### SHORT TASK
Without pictures, output exactly the lines running from the line containing "Target: flower bud" to the end of the listing below.

### DATA FOR THE TASK
— begin —

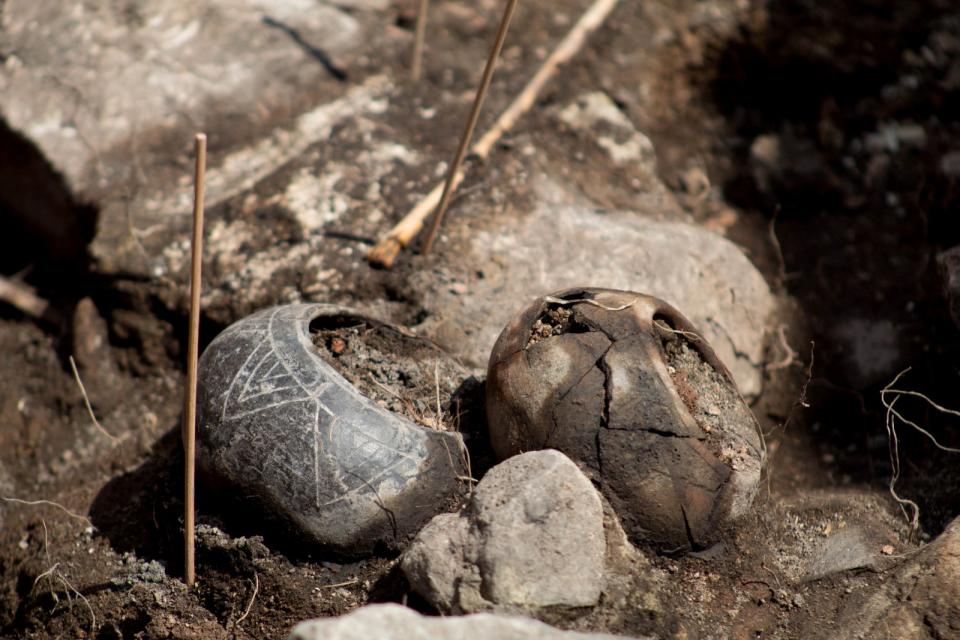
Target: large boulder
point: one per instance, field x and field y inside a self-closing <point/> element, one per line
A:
<point x="564" y="243"/>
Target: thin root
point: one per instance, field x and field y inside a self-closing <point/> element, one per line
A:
<point x="256" y="588"/>
<point x="34" y="503"/>
<point x="86" y="402"/>
<point x="891" y="424"/>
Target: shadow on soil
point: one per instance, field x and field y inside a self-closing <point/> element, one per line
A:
<point x="819" y="102"/>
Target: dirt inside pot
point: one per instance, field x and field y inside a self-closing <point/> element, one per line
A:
<point x="400" y="372"/>
<point x="709" y="396"/>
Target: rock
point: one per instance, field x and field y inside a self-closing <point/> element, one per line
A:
<point x="620" y="382"/>
<point x="532" y="536"/>
<point x="395" y="622"/>
<point x="281" y="427"/>
<point x="847" y="549"/>
<point x="565" y="243"/>
<point x="109" y="123"/>
<point x="596" y="114"/>
<point x="921" y="599"/>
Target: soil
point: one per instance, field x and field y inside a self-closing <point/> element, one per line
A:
<point x="400" y="372"/>
<point x="812" y="134"/>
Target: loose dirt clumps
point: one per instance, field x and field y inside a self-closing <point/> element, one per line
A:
<point x="710" y="397"/>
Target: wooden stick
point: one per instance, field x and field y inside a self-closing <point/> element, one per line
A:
<point x="385" y="252"/>
<point x="190" y="412"/>
<point x="420" y="36"/>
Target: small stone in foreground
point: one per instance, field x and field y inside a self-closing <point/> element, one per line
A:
<point x="531" y="537"/>
<point x="394" y="622"/>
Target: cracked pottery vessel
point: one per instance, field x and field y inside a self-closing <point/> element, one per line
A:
<point x="280" y="427"/>
<point x="623" y="384"/>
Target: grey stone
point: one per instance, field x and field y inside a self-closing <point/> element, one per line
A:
<point x="847" y="549"/>
<point x="394" y="622"/>
<point x="284" y="429"/>
<point x="619" y="381"/>
<point x="597" y="115"/>
<point x="103" y="100"/>
<point x="531" y="537"/>
<point x="565" y="243"/>
<point x="949" y="263"/>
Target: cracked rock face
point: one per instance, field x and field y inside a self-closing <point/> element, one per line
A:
<point x="623" y="384"/>
<point x="279" y="426"/>
<point x="532" y="536"/>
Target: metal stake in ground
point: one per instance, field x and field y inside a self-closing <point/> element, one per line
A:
<point x="471" y="125"/>
<point x="416" y="62"/>
<point x="190" y="410"/>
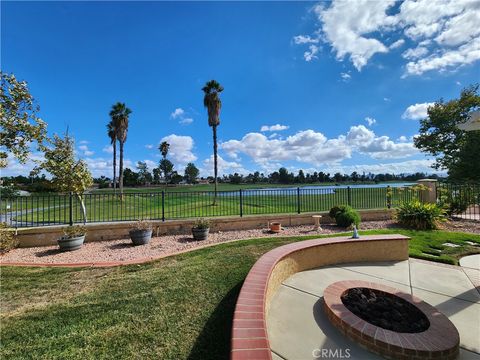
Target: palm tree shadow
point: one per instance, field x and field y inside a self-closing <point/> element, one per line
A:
<point x="214" y="339"/>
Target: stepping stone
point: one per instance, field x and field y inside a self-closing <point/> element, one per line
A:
<point x="450" y="245"/>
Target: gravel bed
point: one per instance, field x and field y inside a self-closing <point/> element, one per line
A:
<point x="123" y="250"/>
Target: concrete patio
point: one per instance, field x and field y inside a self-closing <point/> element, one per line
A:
<point x="299" y="329"/>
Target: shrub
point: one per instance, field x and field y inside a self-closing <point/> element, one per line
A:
<point x="420" y="216"/>
<point x="345" y="215"/>
<point x="202" y="224"/>
<point x="8" y="240"/>
<point x="70" y="232"/>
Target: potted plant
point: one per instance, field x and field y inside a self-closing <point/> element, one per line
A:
<point x="275" y="227"/>
<point x="73" y="238"/>
<point x="141" y="232"/>
<point x="201" y="229"/>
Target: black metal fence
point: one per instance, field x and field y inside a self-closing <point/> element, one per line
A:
<point x="27" y="211"/>
<point x="460" y="200"/>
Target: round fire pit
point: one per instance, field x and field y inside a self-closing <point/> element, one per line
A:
<point x="389" y="322"/>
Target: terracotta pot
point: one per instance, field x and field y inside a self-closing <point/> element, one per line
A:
<point x="275" y="227"/>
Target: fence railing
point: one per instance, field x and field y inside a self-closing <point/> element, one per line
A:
<point x="27" y="211"/>
<point x="462" y="200"/>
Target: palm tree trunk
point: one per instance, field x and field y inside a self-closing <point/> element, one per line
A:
<point x="215" y="167"/>
<point x="115" y="167"/>
<point x="120" y="175"/>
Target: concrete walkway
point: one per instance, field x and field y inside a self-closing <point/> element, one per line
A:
<point x="298" y="328"/>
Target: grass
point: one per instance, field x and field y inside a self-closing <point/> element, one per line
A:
<point x="108" y="207"/>
<point x="176" y="308"/>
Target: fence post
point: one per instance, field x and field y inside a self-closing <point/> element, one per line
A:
<point x="429" y="195"/>
<point x="70" y="213"/>
<point x="298" y="200"/>
<point x="163" y="205"/>
<point x="241" y="203"/>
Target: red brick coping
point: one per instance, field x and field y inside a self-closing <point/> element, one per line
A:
<point x="249" y="339"/>
<point x="440" y="341"/>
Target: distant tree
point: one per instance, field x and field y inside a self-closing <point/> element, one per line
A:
<point x="19" y="123"/>
<point x="120" y="115"/>
<point x="454" y="149"/>
<point x="166" y="166"/>
<point x="212" y="102"/>
<point x="191" y="173"/>
<point x="156" y="175"/>
<point x="112" y="134"/>
<point x="144" y="174"/>
<point x="68" y="173"/>
<point x="164" y="147"/>
<point x="131" y="178"/>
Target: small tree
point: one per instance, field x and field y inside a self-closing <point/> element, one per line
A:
<point x="19" y="123"/>
<point x="454" y="149"/>
<point x="68" y="173"/>
<point x="191" y="173"/>
<point x="166" y="166"/>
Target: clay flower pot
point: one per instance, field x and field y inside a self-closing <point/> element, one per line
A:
<point x="275" y="227"/>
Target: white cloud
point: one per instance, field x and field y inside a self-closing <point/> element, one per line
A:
<point x="177" y="113"/>
<point x="224" y="167"/>
<point x="345" y="25"/>
<point x="416" y="111"/>
<point x="305" y="39"/>
<point x="186" y="121"/>
<point x="370" y="121"/>
<point x="276" y="127"/>
<point x="345" y="77"/>
<point x="108" y="149"/>
<point x="397" y="44"/>
<point x="180" y="148"/>
<point x="443" y="34"/>
<point x="415" y="53"/>
<point x="311" y="53"/>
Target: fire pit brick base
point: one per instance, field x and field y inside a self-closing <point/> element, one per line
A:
<point x="440" y="341"/>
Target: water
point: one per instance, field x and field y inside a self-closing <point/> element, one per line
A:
<point x="321" y="189"/>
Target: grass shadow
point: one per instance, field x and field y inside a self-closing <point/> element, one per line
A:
<point x="214" y="339"/>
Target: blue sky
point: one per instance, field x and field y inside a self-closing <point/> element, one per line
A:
<point x="345" y="83"/>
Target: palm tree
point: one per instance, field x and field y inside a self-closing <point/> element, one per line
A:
<point x="164" y="147"/>
<point x="112" y="134"/>
<point x="212" y="102"/>
<point x="119" y="115"/>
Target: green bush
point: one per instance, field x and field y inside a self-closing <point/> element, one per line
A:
<point x="420" y="216"/>
<point x="8" y="240"/>
<point x="345" y="215"/>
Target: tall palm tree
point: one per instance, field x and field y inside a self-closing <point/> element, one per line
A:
<point x="112" y="134"/>
<point x="119" y="114"/>
<point x="212" y="102"/>
<point x="164" y="147"/>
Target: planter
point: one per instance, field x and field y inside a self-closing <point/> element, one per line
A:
<point x="275" y="227"/>
<point x="69" y="244"/>
<point x="140" y="237"/>
<point x="200" y="234"/>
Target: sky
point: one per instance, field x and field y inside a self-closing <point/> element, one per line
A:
<point x="320" y="86"/>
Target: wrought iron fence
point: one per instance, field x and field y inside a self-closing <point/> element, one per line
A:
<point x="55" y="209"/>
<point x="461" y="200"/>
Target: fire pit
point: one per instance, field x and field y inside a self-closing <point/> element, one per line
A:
<point x="389" y="322"/>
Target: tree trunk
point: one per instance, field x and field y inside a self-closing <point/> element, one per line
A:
<point x="84" y="209"/>
<point x="215" y="167"/>
<point x="120" y="175"/>
<point x="115" y="167"/>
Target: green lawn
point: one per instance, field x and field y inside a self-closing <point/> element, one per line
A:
<point x="176" y="308"/>
<point x="108" y="207"/>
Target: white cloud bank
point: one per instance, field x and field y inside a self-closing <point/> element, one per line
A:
<point x="445" y="33"/>
<point x="416" y="111"/>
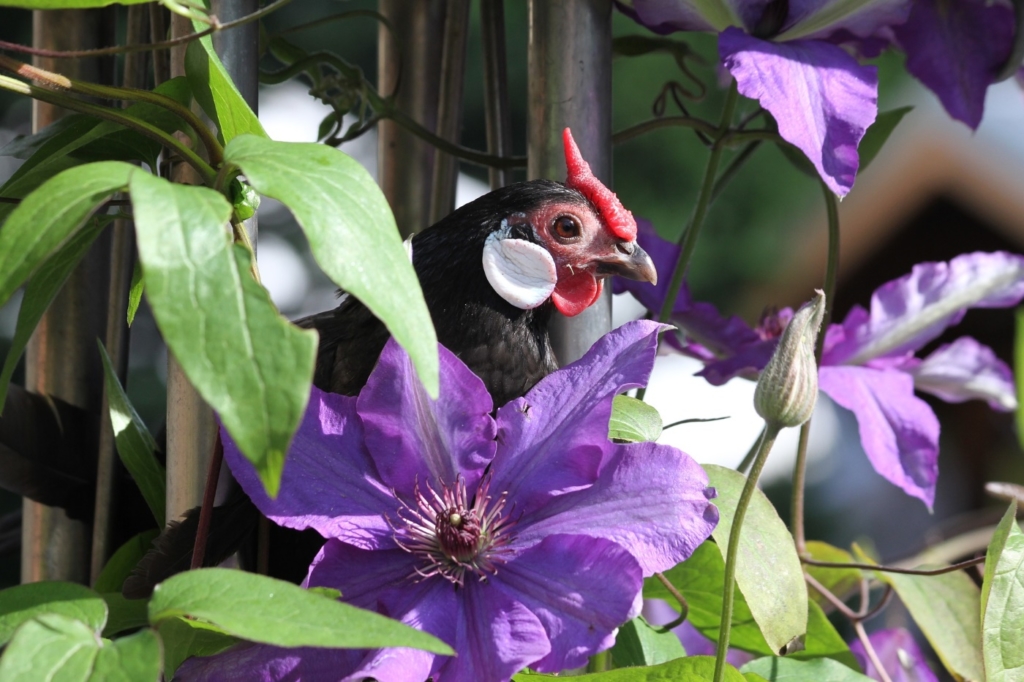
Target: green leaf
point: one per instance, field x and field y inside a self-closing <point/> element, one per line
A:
<point x="1019" y="374"/>
<point x="135" y="445"/>
<point x="878" y="133"/>
<point x="947" y="608"/>
<point x="217" y="94"/>
<point x="135" y="292"/>
<point x="120" y="565"/>
<point x="137" y="657"/>
<point x="700" y="579"/>
<point x="351" y="232"/>
<point x="634" y="421"/>
<point x="775" y="669"/>
<point x="245" y="359"/>
<point x="244" y="199"/>
<point x="41" y="291"/>
<point x="50" y="216"/>
<point x="49" y="646"/>
<point x="77" y="139"/>
<point x="124" y="613"/>
<point x="690" y="669"/>
<point x="1003" y="602"/>
<point x="55" y="647"/>
<point x="24" y="602"/>
<point x="638" y="643"/>
<point x="841" y="582"/>
<point x="271" y="611"/>
<point x="67" y="4"/>
<point x="768" y="569"/>
<point x="183" y="639"/>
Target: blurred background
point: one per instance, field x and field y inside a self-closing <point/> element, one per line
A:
<point x="934" y="192"/>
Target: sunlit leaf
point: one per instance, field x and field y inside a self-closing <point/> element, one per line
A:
<point x="1003" y="602"/>
<point x="351" y="232"/>
<point x="634" y="421"/>
<point x="768" y="569"/>
<point x="216" y="93"/>
<point x="947" y="608"/>
<point x="55" y="647"/>
<point x="775" y="669"/>
<point x="135" y="445"/>
<point x="271" y="611"/>
<point x="24" y="602"/>
<point x="700" y="578"/>
<point x="639" y="643"/>
<point x="841" y="582"/>
<point x="245" y="359"/>
<point x="183" y="638"/>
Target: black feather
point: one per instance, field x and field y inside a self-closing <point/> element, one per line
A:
<point x="230" y="524"/>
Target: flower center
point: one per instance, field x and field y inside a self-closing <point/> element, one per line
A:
<point x="454" y="535"/>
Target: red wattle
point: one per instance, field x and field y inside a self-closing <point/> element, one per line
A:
<point x="576" y="293"/>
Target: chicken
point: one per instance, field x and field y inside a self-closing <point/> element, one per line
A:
<point x="492" y="272"/>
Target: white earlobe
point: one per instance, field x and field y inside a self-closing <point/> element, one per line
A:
<point x="519" y="271"/>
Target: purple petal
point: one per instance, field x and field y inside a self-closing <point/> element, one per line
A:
<point x="909" y="311"/>
<point x="665" y="15"/>
<point x="956" y="49"/>
<point x="582" y="589"/>
<point x="330" y="482"/>
<point x="652" y="500"/>
<point x="384" y="581"/>
<point x="664" y="254"/>
<point x="497" y="636"/>
<point x="748" y="363"/>
<point x="824" y="18"/>
<point x="822" y="99"/>
<point x="414" y="437"/>
<point x="898" y="430"/>
<point x="259" y="663"/>
<point x="898" y="653"/>
<point x="555" y="438"/>
<point x="966" y="370"/>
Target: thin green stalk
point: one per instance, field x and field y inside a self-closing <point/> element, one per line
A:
<point x="728" y="593"/>
<point x="689" y="239"/>
<point x="49" y="96"/>
<point x="800" y="467"/>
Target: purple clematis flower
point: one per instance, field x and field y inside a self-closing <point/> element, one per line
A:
<point x="898" y="653"/>
<point x="956" y="48"/>
<point x="868" y="365"/>
<point x="520" y="539"/>
<point x="790" y="56"/>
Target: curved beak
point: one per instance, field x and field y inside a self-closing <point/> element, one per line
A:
<point x="629" y="261"/>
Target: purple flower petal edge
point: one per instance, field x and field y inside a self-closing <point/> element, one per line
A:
<point x="821" y="97"/>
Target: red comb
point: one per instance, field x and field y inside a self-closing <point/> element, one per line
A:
<point x="620" y="220"/>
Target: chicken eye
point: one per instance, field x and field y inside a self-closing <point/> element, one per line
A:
<point x="565" y="227"/>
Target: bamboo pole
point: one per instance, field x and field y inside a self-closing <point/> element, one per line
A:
<point x="410" y="60"/>
<point x="569" y="55"/>
<point x="61" y="359"/>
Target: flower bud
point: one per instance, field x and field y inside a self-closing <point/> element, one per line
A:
<point x="787" y="388"/>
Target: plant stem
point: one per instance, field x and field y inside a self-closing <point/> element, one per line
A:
<point x="49" y="96"/>
<point x="53" y="80"/>
<point x="689" y="239"/>
<point x="728" y="593"/>
<point x="664" y="122"/>
<point x="206" y="511"/>
<point x="800" y="468"/>
<point x="144" y="47"/>
<point x="895" y="569"/>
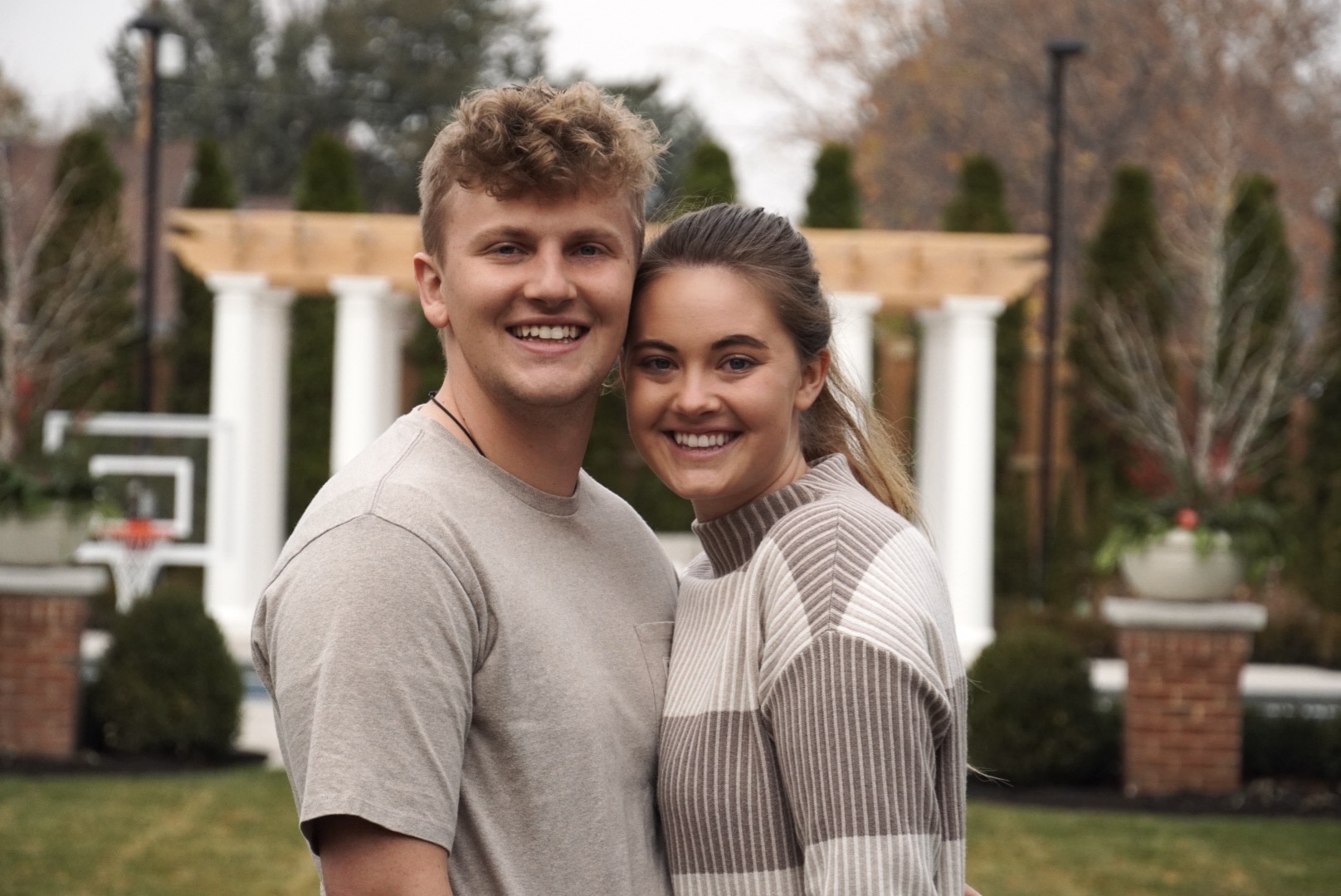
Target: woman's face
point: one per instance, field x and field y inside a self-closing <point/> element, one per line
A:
<point x="715" y="389"/>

— end —

### SOLUTION TO THE EXERCISE
Target: flower bud
point: one per instance, field x and field y inside a self-closing <point/> element, one per line
A:
<point x="787" y="388"/>
Target: plant stem
point: one per instance, field x and field y inside a self-closing <point/> element, one per line
A:
<point x="49" y="96"/>
<point x="53" y="80"/>
<point x="689" y="239"/>
<point x="728" y="593"/>
<point x="664" y="122"/>
<point x="206" y="511"/>
<point x="800" y="468"/>
<point x="144" y="47"/>
<point x="895" y="569"/>
Target: woman's face
point: one per instance, field x and field y inside a self-closing <point/> element, one per line
A:
<point x="715" y="389"/>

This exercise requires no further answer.